# [Description of the task]
Repeat the lines starting with the line that contains "Could you point to the yellow" and going on through the line that contains "Target: yellow flower center", swapping "flower center" for "flower head" and leaving everything else unchanged.

[START]

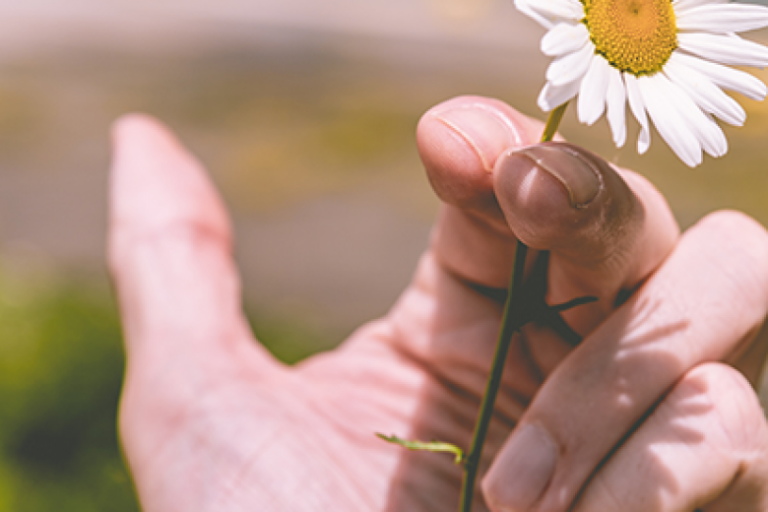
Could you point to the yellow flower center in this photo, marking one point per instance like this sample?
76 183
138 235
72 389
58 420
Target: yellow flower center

[END]
[START]

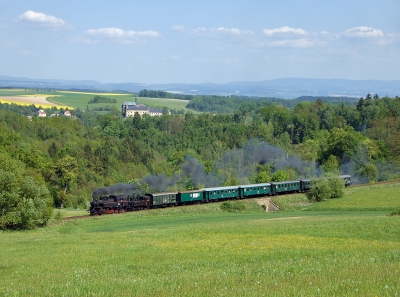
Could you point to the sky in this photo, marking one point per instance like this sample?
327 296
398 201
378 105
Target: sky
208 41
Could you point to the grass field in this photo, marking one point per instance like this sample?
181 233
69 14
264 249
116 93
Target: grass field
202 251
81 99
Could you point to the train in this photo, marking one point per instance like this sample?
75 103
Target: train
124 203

[END]
[START]

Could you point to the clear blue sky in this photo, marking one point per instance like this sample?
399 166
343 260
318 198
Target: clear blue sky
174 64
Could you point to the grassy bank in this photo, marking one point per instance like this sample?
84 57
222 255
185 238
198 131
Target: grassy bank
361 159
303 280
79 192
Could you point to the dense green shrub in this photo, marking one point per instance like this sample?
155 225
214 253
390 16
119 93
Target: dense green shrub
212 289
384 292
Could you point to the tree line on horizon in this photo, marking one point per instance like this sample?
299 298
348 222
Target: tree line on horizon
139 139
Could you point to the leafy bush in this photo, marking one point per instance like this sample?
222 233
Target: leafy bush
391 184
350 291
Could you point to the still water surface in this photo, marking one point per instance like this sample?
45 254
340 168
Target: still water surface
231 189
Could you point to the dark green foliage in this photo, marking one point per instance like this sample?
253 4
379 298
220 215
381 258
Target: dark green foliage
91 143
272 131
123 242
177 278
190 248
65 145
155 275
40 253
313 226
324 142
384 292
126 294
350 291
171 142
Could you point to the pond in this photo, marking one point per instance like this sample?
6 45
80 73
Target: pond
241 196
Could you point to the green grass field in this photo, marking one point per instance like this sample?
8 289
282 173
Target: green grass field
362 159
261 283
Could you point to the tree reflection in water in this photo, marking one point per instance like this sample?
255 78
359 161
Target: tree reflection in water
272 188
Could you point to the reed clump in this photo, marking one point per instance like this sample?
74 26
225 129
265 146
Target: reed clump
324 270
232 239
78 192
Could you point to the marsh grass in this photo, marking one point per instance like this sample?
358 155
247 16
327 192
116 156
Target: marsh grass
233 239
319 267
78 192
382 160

[END]

# [Answer]
Could you point to the yellow flower head in this photo, marking one point per instance like this sample?
76 183
138 235
72 389
58 420
Target: yellow flower head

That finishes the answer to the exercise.